**Reading text:**

If the point in limine which was dealt with by Maphalala J had been argued before Mabuza J and rejected by her, I have no doubt that the same point could not again have been raised before Maphalala J.  The issue would then have been res judicata.  If Mabuza J had rejected the point in limine and had ordered that the matter be referred to trial, Maphalala J would have had no option but to proceed with the hearing of oral evidence.  In the present case the point in limine was not argued before Mabuza J and no ruling or order was made on that issue by her.  In the circumstances, I cannot see why the present appellant would be precluded from raising the point before Maphalala J.  How can res judicata arise in respect of an issue which has not been dealt with or determined by another judge?”(my emphasis)

**Instruction a:** In the listing, could you replace "agronomist" with "field technician" in the lines that start at the one containing "above for olive" and end with the one containing "[128,0,160,27]", leaving everything else as it is and giving back only those lines?

(Rows from a dataset)

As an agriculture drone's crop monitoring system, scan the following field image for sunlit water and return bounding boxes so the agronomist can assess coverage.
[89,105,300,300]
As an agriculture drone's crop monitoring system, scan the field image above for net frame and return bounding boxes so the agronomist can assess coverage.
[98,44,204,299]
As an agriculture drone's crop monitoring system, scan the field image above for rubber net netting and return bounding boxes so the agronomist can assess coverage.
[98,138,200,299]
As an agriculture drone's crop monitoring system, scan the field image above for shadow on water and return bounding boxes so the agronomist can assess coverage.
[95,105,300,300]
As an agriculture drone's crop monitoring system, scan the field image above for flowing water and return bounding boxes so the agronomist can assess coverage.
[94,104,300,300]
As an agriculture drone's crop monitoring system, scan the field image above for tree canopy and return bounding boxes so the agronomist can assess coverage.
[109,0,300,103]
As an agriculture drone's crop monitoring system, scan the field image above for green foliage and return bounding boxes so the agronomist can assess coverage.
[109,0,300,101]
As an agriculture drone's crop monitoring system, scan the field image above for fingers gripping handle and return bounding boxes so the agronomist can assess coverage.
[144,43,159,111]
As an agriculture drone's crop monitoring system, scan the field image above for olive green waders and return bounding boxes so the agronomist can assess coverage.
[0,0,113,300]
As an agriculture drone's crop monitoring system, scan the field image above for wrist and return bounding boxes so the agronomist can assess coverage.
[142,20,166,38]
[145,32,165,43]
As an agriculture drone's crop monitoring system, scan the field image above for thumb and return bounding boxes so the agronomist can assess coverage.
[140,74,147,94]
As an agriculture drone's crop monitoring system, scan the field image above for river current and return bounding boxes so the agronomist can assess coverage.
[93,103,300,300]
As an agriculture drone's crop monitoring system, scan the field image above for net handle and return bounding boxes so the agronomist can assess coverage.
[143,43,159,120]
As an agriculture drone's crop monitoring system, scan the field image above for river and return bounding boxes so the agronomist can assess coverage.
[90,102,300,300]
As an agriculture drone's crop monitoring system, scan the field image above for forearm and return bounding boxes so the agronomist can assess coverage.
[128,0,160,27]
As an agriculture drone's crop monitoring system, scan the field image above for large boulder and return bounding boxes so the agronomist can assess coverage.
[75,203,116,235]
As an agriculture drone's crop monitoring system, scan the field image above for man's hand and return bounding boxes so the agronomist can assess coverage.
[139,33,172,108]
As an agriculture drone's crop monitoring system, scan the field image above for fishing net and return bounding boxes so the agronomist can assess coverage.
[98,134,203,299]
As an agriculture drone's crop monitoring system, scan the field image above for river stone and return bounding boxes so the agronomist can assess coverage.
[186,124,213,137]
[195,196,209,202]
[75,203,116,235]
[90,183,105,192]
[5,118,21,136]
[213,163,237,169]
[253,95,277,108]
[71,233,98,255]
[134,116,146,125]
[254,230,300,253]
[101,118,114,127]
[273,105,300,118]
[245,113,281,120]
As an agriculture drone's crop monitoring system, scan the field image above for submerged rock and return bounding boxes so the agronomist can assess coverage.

**Instruction b:**
Answer these about the passage on res judicata:
(i) Before which judge was the point in limine not argued?
(ii) Had Mabuza J rejected the point and referred the matter to trial, what would Maphalala J have had no option but to do?
(iii) If the point had been argued before Mabuza J and rejected, what would the issue then have been?

**Worked solution a:**
As an agriculture drone's crop monitoring system, scan the field image above for olive green waders and return bounding boxes so the field technician can assess coverage.
[0,0,113,300]
As an agriculture drone's crop monitoring system, scan the field image above for wrist and return bounding boxes so the field technician can assess coverage.
[142,20,166,38]
[145,32,165,43]
As an agriculture drone's crop monitoring system, scan the field image above for thumb and return bounding boxes so the field technician can assess coverage.
[140,74,147,94]
As an agriculture drone's crop monitoring system, scan the field image above for river current and return bounding boxes so the field technician can assess coverage.
[93,103,300,300]
As an agriculture drone's crop monitoring system, scan the field image above for net handle and return bounding boxes so the field technician can assess coverage.
[143,43,159,120]
As an agriculture drone's crop monitoring system, scan the field image above for river and return bounding boxes so the field technician can assess coverage.
[90,102,300,300]
As an agriculture drone's crop monitoring system, scan the field image above for forearm and return bounding boxes so the field technician can assess coverage.
[128,0,160,27]

**Worked solution b:**
(i) Mabuza J
(ii) Proceed with the hearing of oral evidence
(iii) Res judicata